▶ [Passage shown]
--------
The civilian XA Pro 3D Mid GTX was designed as a trail running shoe - grippy, waterproof, with a mid height to provide ankle protection and reduce the amount of debris entering the shoe. The XA Pro Mid 3D Forces comes in both GTX and non-GTX versions, and with a different outsole than the civilian version. It's not a shortened version of the Quest, but a different shoe altogether.
Boot uppers - I've owned a pair of XA Pro 3D Ultra 2GTX shoes for a couple of years, which are essentially the lower cut version of the XA Pro Mid Forces. I had a lot more miles on the civilian version, so I'll use it as a comparison here. The Mid Forces uses a combination of anti-debris mesh textile and smooth synthetic leather for the upper. The upper textile is thinner than that used on the Quest 4D Forces, which is more like Cordura nylon, so I'm assuming that the material on the XA Pro would be slightly less abrasion resistant. It's a compromise to save weight. The 'synthetic leather' accents also provide much of the structure and protection of the boot upper. The boot upper is lightly padded around the heel and ankle for protection and comfort.
The boot upper is protected from bumps by a rubber toe cap in the front, and a plastic heel guard (which is part of the midsole). The heel guard is lower than on the Quest. The collar dips down about 1.5" at the rear of the ankle, and is comfortably padded to protect the ankle bones from impact. My size 9 boot measures 6" measured from the floor to the side of the boot; the tongue extends further up.
The inside of the XA Pro Mid has a wicking polyester mesh lining to absorb and disperse excess moisture. The inside of the collar and upper part of the tongue is lined with mesh. The heel is lightly padded to prevent hot spots and abrasions in the heel.
--------
▶ [Stated goal 1] Quote the shoe review passage word for word, starting at "Boot uppers - I've" and ending at "protection and comfort.".
▶ [Stated goal 2] Continue the review of the XA Pro Mid boots, picking up after its final sentence.
--------
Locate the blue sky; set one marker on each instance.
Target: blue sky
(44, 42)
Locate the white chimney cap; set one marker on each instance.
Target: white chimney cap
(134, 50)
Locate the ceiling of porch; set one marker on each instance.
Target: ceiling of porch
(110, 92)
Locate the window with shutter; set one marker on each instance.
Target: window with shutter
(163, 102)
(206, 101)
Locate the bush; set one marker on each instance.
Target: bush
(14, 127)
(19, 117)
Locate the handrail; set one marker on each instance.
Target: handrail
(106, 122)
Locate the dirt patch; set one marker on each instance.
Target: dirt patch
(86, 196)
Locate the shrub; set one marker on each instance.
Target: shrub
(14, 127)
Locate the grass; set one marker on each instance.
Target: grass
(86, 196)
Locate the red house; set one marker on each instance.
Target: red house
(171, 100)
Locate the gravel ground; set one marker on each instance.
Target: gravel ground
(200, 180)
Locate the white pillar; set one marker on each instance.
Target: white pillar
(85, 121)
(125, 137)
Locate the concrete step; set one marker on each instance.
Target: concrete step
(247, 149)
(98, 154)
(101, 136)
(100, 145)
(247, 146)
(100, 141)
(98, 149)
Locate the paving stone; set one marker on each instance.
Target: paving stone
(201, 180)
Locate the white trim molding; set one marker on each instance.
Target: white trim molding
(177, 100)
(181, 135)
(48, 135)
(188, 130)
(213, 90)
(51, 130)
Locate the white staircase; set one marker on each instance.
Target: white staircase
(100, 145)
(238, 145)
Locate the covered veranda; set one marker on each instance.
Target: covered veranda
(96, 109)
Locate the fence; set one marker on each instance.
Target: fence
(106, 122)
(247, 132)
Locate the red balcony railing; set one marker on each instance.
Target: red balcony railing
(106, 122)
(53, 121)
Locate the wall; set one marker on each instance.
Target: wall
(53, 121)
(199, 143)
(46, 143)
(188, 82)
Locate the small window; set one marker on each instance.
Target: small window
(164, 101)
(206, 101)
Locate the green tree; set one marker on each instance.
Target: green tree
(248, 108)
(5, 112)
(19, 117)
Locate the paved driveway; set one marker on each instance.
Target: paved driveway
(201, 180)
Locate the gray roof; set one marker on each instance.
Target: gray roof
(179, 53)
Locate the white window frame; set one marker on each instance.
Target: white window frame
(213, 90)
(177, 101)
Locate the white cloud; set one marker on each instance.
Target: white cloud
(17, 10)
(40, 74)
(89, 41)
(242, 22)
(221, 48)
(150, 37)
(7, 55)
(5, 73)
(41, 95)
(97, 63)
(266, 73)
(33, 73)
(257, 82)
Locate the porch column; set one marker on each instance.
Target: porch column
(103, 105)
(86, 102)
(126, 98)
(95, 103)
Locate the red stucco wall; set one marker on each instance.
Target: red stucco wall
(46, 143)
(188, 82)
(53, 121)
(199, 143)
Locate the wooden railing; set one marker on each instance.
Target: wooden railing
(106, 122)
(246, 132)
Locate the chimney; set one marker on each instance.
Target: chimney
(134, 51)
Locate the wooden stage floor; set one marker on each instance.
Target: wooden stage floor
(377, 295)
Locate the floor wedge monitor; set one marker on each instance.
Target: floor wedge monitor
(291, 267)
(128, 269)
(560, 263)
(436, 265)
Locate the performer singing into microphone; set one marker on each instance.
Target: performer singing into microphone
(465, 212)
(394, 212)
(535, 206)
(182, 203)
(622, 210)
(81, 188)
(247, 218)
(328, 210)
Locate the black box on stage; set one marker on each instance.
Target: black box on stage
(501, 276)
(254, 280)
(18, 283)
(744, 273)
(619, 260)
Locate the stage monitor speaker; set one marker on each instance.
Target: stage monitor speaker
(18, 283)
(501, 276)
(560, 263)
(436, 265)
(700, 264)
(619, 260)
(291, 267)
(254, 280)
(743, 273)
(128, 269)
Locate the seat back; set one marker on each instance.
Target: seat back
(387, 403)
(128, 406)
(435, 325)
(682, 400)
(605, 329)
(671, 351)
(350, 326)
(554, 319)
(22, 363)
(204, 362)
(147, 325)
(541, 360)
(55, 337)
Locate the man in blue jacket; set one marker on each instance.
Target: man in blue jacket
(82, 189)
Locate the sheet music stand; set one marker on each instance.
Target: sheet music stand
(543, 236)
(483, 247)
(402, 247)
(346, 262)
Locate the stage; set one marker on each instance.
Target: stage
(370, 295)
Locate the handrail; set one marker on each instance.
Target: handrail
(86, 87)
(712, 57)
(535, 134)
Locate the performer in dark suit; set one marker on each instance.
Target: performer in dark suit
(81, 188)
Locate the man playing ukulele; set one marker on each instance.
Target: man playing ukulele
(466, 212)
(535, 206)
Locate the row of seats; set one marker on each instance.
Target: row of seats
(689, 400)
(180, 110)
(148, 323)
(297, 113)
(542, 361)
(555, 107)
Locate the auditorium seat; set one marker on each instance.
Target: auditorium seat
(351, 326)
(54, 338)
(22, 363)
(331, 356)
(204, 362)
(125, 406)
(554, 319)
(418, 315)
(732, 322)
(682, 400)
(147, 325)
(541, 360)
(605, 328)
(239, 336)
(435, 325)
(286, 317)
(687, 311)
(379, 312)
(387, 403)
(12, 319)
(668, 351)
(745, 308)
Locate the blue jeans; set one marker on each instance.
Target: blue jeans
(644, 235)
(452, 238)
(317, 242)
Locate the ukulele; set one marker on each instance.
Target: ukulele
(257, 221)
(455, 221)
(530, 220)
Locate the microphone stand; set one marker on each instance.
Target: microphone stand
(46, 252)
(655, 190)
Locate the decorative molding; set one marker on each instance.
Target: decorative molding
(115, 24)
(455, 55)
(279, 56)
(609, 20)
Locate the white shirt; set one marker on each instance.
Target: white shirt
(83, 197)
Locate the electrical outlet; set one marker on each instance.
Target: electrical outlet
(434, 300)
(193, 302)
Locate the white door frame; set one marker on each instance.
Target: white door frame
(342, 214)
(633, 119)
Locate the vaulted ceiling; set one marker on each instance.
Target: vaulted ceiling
--------
▶ [Final result 1]
Boot uppers - I've owned a pair of XA Pro 3D Ultra 2GTX shoes for a couple of years, which are essentially the lower cut version of the XA Pro Mid Forces. I had a lot more miles on the civilian version, so I'll use it as a comparison here. The Mid Forces uses a combination of anti-debris mesh textile and smooth synthetic leather for the upper. The upper textile is thinner than that used on the Quest 4D Forces, which is more like Cordura nylon, so I'm assuming that the material on the XA Pro would be slightly less abrasion resistant. It's a compromise to save weight. The 'synthetic leather' accents also provide much of the structure and protection of the boot upper. The boot upper is lightly padded around the heel and ankle for protection and comfort.

▶ [Final result 2]
The tongue is nicely padded to distribute lace pressure and is constructed out of nylon fabric. It's gusseted up to the top the 2nd eyelet to keep debris out of the boot. The XA Pro Mid has Salomon's Quicklace™ system, which they use on quite a few of their shoes. The Quicklace system is a minimalist system using a very thin but strong Kevlar lace, designed for 'one-pull' tightening. The Quicklace systems come in two types - assymetrical (as on the XA 3D Ultra low) and symmetrical (on the XA Pro Mid).
The Quicklace System has a rubberized pull piece at the top, which you pull to tighten up the laces. It also covers the sewn-together ends of the laces. Small adjustments can be made as you tighten them up. The toggle/cord lock is then snugged up to secure the laces, then everything (excess lace, rubber pull and cord lock) is stuffed into the spandex lace pocket located at the top of the tongue. It's easy to use, snag-free and clean-looking. To doff the boots, the laces are retrived out of the lace pocket and the spring-loaded button on the lace lock is pushed upwards while pulling on the lace lock to allow the laces to slide through the lock.
Not visible in the photos below, the laces
actually run through small plastic tunnels inside each lace loop.
The lace does not abrade the webbing loop itself. The XA Pro Ultra
low shoe has a slightly different arrangment, with the plastic lace
guides exposed. Shown below are the low XA Pro 3D Ultra 2GTX and
XA Pro 3D Mid Forces side by side for comparison. I know a lot of
folks probably own the low shoes are are curious to see the differences.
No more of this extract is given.